Page excerpt:
--------------------------------------------------

KWS is very pleased to be able to offer clients access to a communications and reputation management master. John Allin and I worked together when John was the Media Affiars Manager for Victoria Police. Now KWS offer his exceptional talents to clients in need of a comprehensive communications specialist. John revels in a crisis and on occasions our clients have needed his dexterity with media. KWS is keen for our clients to build and protectv their reputation. Workplace behaviour complaint and other matters affecting client reputation can now be managed.
Reputation management – and all that is bundled up in those two words – simply has to be on the radar of all corporate executives and senior management as they go about their day-to-day business. Those who fail to acknowledge the impact of the media do so at their own peril. Fact: it is a journalist’s to hunt down good stories in the public interest. What actually is in the public interest, though, is often a topic of hot debate.
Sometimes information will fall onto a reporter’s lap; perhaps by a disgruntled employee leaking tantalising details of workplace scuttlebutt (that may or may not have elements of truth) or by a journalist trawling through a public (or a confidential) report. Indeed there are thousands of ways a journalist will get information that may become a key part of a story.
A story that could spell disaster for an organisation if there has been no proactive work or if the response is hasty, defensive, sloppy or just plain wrong.
Knowing how the media works is essential preventive medicine in the corporate environment – or any workplace. Many companies today factor in media training as part and parcel of their professional development programs for senior executives and corporate spokespeople.

--------------------------------------------------

Entries provided:
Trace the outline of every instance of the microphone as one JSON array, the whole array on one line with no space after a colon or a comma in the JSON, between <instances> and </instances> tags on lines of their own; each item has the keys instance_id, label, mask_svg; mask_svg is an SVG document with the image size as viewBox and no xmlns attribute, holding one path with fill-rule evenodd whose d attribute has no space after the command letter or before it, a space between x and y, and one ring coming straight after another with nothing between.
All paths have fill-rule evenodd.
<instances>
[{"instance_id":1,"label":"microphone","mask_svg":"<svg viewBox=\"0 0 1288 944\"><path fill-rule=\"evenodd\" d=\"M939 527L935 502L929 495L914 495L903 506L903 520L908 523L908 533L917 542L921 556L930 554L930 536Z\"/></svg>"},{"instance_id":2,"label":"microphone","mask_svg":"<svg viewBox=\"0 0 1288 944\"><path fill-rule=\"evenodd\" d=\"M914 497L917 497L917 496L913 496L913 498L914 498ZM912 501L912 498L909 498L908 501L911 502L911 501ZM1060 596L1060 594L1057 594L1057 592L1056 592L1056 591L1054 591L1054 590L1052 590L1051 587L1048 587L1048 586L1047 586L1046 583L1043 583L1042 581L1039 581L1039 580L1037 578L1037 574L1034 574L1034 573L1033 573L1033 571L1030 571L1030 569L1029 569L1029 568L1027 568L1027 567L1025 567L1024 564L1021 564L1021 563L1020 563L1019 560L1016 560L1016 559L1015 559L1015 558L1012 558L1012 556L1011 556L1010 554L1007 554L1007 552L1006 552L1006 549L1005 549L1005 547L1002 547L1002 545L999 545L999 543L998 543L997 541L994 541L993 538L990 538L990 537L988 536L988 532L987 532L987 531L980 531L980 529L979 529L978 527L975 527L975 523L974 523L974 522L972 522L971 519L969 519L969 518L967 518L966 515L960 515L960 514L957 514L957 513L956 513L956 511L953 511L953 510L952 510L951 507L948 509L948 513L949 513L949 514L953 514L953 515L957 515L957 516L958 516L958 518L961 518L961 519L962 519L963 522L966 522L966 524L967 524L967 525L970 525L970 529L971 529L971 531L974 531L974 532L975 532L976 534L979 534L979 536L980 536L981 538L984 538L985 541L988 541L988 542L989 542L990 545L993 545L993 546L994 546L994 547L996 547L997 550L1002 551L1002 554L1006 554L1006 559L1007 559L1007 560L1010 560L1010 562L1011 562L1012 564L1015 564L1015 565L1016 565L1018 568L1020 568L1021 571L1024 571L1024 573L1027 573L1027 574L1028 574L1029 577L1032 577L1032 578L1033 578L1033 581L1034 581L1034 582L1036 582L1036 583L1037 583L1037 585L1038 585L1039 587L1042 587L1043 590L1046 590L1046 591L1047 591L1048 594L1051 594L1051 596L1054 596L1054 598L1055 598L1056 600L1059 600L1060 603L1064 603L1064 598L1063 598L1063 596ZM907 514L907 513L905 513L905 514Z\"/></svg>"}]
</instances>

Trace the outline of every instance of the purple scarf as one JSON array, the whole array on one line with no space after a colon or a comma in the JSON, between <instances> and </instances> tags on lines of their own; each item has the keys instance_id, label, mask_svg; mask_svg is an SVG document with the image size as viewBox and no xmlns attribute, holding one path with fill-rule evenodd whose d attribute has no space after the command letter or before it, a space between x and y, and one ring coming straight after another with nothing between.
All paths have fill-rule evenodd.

--------------------------------------------------

What to do:
a. Reproduce the part of the reputation management text that opens with the words containing "A story that" and closes with "just plain wrong.".
b. In the reputation management text, what do many companies include in their professional development programs for senior executives and corporate spokespeople?

Solved tasks:
a.
A story that could spell disaster for an organisation if there has been no proactive work or if the response is hasty, defensive, sloppy or just plain wrong.

b. Media training.